CYTOWANY FRAGMENT
::::::
Źródła agresji i sposoby jej redukowania u dzieci w wieku przedszkolnym
I. Reakcje agresywne dzieci
Zainteresowanie problemem agresji wzrasta, szczególnie media ten problem traktują często jako sensację. Dlatego też nauczyciele reagują z większą wrażliwością na agresywne zachowania u dzieci. Często my nauczyciele jesteśmy bezradni, brak nam sposobu, pomysłu, w jaki sposób reagować i jak pomóc dziecku agresywnie reagującemu. Chcielibyśmy reagować profesjonalnie, sprawiedliwie traktować "sprawców" i "ofiary". Niestety, czasu mamy zbyt mało, sytuacji nie oczekujemy, jesteśmy zaskoczeni i czujemy, że nie potrafimy sprostać tej sytuacji.
Agresja jest problemem wielopłaszczyznowym. Dlatego też różne bywają akcje i reakcje agresywne. Trzeba poznać wczesne ich oznaki i przyczyny, poznać "głośne" i "ciche" formy agresji. Chcąc walczyć z agresją, musimy wiedzieć, że złość jest zdrowa, że jednoznaczne słowa oczyszczają atmosferę i jak rozwiązane konflikty łączą skłócone wcześniej osoby lub strony.
Co oznacza pojęcie "agresja w przedszkolu"? To nic innego jak: kłótnie, sprzeczki, przezwiska, obraźliwe słowa, ciągnięcie za włosy, prowokacja, popychanie, bicie szczypanie, gryzienie, kopanie, zabieranie i niszczenie zabawek, wyśmiewanie, drwienie, dokuczanie?
Agresja to również brak przyzwolenia na przyłączenie się do zabawy, wykluczenie kogoś z rozmowy, zabawy, zemsta, groźba, dręczenie, onieśmielanie.
::::::
REKORDY DANYCH
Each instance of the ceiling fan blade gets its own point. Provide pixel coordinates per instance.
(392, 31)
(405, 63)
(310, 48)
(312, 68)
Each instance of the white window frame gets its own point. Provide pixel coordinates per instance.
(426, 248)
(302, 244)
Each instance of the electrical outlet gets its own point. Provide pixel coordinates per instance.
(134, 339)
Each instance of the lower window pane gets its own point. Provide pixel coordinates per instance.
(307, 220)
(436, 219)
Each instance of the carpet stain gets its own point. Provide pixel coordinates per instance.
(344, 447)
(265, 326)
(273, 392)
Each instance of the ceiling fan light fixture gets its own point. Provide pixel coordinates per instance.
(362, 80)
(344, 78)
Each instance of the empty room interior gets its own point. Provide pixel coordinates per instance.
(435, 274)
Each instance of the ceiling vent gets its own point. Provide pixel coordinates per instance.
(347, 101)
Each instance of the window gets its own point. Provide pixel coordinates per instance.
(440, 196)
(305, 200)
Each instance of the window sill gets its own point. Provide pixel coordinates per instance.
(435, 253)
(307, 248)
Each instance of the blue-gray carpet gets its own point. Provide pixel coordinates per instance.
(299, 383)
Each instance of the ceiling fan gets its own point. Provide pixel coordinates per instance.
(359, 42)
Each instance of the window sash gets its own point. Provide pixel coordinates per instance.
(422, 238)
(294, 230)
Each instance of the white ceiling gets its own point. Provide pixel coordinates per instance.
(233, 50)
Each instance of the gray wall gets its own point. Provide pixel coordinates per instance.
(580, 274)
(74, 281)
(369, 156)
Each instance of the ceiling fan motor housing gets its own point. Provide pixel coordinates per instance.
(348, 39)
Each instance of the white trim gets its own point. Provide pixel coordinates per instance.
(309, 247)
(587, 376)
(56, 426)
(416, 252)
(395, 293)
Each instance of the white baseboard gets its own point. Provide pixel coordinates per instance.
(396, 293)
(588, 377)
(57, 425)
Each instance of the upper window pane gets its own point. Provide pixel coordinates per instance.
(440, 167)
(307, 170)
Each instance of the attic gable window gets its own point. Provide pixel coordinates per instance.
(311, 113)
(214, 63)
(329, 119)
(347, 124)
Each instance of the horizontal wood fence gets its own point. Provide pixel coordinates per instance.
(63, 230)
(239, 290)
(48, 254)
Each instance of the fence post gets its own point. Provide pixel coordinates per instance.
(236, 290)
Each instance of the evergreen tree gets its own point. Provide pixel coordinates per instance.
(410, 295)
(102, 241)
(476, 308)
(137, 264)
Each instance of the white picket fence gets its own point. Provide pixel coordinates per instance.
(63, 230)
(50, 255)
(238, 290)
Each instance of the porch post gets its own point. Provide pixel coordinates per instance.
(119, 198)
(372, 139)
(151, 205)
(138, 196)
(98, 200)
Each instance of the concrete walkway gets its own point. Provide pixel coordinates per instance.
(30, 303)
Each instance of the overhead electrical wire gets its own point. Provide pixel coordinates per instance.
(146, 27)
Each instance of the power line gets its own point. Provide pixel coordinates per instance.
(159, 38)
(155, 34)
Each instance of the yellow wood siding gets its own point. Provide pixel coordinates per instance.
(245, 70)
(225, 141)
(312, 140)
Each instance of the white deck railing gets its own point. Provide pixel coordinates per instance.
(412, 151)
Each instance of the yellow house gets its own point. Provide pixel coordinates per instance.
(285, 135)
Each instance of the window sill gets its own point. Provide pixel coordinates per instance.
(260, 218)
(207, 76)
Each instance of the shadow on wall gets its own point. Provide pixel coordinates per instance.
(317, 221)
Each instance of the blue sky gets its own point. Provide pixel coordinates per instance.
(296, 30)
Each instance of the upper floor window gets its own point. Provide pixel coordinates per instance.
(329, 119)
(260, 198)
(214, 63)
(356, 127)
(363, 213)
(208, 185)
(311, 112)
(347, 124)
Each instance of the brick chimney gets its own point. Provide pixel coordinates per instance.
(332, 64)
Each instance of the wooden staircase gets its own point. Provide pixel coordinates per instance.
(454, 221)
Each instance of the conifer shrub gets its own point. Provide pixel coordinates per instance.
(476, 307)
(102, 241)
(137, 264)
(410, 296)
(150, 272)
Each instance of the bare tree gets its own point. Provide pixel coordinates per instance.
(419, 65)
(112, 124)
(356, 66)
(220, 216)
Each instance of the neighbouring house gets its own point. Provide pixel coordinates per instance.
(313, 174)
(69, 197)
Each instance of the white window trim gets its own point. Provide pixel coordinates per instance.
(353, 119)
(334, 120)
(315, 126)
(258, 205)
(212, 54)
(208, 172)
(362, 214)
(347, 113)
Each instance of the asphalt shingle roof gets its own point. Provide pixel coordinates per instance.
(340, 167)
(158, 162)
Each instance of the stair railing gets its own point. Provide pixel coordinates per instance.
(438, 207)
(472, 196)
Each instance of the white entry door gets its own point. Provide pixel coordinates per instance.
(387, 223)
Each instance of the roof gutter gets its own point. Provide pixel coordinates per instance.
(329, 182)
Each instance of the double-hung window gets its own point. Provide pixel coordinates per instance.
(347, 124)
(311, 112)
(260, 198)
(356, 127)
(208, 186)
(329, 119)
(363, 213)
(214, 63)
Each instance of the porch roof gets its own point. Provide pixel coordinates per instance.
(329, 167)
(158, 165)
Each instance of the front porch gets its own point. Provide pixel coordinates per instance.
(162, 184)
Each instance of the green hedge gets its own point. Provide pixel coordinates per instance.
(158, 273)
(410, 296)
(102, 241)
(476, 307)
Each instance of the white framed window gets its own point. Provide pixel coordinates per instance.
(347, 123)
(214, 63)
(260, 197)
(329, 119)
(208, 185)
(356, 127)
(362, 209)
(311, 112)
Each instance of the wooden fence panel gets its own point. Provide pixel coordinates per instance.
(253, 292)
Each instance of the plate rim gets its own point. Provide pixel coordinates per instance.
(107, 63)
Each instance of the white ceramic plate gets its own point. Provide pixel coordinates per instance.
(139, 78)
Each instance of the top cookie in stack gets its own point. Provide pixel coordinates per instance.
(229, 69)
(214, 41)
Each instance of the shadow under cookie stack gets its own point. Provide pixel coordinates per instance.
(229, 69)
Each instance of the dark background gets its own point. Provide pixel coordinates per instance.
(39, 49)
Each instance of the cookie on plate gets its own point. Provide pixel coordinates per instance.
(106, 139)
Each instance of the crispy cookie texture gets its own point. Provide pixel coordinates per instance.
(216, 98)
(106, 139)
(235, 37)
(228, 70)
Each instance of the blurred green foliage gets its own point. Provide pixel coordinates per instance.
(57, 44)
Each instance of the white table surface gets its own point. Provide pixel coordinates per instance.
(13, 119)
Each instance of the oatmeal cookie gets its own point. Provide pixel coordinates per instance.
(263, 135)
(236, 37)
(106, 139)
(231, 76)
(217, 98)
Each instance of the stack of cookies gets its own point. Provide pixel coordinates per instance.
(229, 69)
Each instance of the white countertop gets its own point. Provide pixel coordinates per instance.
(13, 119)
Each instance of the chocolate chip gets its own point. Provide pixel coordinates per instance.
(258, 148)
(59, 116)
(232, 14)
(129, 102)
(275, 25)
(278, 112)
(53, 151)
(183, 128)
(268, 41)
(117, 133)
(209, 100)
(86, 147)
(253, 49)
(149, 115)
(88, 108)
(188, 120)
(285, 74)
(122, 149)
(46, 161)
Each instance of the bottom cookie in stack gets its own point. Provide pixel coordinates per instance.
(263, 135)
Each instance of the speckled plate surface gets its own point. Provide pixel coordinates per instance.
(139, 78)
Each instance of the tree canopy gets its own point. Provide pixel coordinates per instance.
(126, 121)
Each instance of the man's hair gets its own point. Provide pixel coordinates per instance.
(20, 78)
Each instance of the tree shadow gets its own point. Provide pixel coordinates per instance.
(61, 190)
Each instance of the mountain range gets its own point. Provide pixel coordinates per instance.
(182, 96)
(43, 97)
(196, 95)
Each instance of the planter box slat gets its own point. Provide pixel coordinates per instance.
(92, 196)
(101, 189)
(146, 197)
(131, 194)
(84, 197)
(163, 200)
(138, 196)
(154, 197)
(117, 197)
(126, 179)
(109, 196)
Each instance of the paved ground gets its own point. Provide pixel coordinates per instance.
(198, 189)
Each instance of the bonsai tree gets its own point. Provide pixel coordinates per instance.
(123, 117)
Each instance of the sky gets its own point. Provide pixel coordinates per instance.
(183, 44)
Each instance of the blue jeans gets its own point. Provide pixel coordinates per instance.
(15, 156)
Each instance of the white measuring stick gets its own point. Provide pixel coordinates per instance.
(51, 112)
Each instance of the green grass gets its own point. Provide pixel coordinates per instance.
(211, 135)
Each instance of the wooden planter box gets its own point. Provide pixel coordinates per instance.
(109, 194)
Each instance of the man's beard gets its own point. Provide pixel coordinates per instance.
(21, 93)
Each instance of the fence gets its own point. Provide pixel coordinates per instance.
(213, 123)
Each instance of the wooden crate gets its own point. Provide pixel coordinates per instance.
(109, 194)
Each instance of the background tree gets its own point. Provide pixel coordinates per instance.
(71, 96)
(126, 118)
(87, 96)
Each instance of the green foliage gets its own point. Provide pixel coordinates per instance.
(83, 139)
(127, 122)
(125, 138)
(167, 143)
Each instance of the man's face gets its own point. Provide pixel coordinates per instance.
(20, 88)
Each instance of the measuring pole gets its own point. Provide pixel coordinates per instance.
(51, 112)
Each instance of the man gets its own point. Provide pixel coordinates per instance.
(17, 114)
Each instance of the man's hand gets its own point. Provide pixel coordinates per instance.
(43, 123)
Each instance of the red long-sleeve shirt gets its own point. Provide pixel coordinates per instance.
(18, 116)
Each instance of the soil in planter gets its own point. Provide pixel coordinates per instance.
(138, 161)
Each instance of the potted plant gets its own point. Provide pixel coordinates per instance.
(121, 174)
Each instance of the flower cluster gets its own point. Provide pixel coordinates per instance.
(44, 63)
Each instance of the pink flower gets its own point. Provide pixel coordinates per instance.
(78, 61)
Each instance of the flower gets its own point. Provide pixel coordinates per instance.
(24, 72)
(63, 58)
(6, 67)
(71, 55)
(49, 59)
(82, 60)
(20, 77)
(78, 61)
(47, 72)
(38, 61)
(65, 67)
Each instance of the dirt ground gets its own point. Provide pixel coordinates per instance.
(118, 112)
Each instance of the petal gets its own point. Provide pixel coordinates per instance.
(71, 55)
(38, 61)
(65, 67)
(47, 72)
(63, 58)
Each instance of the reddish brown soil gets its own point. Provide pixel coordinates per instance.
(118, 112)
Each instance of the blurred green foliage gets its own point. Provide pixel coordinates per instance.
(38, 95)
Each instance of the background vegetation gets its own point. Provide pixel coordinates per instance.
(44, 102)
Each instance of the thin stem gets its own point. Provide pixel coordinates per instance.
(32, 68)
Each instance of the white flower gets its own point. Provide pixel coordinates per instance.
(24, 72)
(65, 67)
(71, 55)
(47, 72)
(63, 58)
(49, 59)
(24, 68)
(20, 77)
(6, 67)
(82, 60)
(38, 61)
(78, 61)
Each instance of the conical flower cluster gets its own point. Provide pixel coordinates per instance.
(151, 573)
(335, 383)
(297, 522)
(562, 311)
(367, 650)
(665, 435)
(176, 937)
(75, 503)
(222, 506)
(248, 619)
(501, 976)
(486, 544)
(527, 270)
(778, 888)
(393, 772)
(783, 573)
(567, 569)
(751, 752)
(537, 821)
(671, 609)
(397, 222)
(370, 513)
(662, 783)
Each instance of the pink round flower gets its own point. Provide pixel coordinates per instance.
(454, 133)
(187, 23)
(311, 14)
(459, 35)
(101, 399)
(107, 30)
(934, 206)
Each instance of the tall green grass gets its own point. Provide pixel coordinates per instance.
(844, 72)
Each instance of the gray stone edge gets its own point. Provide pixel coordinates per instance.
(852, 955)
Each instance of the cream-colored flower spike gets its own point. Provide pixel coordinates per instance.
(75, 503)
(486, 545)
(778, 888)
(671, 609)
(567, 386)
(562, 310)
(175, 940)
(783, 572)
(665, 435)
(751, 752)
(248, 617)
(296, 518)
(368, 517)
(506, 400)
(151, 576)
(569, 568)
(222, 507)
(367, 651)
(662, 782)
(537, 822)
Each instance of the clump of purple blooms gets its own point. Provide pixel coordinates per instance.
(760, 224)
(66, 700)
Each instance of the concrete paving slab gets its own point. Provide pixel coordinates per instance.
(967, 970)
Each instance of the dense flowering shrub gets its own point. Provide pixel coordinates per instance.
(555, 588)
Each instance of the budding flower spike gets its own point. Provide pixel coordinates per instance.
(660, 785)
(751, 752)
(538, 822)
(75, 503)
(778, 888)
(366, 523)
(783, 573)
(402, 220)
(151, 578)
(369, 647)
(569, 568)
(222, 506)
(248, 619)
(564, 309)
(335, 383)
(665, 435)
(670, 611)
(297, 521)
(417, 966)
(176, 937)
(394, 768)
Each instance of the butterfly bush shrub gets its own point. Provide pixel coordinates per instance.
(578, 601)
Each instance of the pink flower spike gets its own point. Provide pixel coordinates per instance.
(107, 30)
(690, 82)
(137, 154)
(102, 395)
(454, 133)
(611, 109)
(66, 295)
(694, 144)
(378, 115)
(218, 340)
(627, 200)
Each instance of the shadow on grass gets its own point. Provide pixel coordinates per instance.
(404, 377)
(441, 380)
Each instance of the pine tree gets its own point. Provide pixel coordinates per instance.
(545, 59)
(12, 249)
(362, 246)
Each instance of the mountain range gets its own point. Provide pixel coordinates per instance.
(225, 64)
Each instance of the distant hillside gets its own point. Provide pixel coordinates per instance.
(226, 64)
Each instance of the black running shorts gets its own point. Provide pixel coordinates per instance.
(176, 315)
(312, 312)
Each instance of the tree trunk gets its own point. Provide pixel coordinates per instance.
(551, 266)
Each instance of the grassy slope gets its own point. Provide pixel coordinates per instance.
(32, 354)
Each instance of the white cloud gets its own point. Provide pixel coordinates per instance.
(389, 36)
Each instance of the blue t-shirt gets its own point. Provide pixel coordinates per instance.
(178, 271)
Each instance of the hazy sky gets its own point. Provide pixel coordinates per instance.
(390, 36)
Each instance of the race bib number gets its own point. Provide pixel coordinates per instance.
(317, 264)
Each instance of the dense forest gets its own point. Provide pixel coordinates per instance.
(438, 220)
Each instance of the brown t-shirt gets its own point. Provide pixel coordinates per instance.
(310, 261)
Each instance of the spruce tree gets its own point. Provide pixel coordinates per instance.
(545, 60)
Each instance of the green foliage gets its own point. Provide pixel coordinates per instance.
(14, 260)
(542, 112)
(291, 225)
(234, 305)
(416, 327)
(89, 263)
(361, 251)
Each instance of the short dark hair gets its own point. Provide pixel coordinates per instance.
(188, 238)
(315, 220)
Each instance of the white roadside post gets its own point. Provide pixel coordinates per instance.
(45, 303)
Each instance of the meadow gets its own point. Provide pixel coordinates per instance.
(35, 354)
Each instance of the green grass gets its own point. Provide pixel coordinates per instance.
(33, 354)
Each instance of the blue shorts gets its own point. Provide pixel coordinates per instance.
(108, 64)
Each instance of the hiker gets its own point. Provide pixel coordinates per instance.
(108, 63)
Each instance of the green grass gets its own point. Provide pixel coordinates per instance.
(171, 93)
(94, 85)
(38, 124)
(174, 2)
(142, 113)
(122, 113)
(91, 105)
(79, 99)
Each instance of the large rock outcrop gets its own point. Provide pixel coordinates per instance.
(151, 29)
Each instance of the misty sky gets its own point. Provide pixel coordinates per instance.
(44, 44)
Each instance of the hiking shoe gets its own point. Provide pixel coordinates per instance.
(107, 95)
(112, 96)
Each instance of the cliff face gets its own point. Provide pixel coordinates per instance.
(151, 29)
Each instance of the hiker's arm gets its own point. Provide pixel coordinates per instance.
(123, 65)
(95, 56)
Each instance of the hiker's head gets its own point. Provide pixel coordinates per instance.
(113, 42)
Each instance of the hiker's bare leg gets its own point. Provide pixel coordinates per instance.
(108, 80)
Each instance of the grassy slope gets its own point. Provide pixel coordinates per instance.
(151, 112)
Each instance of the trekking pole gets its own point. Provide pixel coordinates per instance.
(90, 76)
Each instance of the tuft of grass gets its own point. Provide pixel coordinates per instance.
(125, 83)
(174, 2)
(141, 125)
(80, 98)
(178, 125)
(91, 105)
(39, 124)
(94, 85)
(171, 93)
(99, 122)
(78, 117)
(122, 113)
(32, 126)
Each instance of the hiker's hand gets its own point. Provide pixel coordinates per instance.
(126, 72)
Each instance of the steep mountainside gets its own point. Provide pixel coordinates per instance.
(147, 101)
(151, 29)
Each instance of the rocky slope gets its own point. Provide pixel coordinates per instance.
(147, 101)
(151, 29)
::::::
Przepisz słowo w słowo cały powyższy tekst o agresji u przedszkolaków.

ODPOWIEDŹ
Źródła agresji i sposoby jej redukowania u dzieci w wieku przedszkolnym
I. Reakcje agresywne dzieci
Zainteresowanie problemem agresji wzrasta, szczególnie media ten problem traktują często jako sensację. Dlatego też nauczyciele reagują z większą wrażliwością na agresywne zachowania u dzieci. Często my nauczyciele jesteśmy bezradni, brak nam sposobu, pomysłu, w jaki sposób reagować i jak pomóc dziecku agresywnie reagującemu. Chcielibyśmy reagować profesjonalnie, sprawiedliwie traktować "sprawców" i "ofiary". Niestety, czasu mamy zbyt mało, sytuacji nie oczekujemy, jesteśmy zaskoczeni i czujemy, że nie potrafimy sprostać tej sytuacji.
Agresja jest problemem wielopłaszczyznowym. Dlatego też różne bywają akcje i reakcje agresywne. Trzeba poznać wczesne ich oznaki i przyczyny, poznać "głośne" i "ciche" formy agresji. Chcąc walczyć z agresją, musimy wiedzieć, że złość jest zdrowa, że jednoznaczne słowa oczyszczają atmosferę i jak rozwiązane konflikty łączą skłócone wcześniej osoby lub strony.
Co oznacza pojęcie "agresja w przedszkolu"? To nic innego jak: kłótnie, sprzeczki, przezwiska, obraźliwe słowa, ciągnięcie za włosy, prowokacja, popychanie, bicie szczypanie, gryzienie, kopanie, zabieranie i niszczenie zabawek, wyśmiewanie, drwienie, dokuczanie?
Agresja to również brak przyzwolenia na przyłączenie się do zabawy, wykluczenie kogoś z rozmowy, zabawy, zemsta, groźba, dręczenie, onieśmielanie.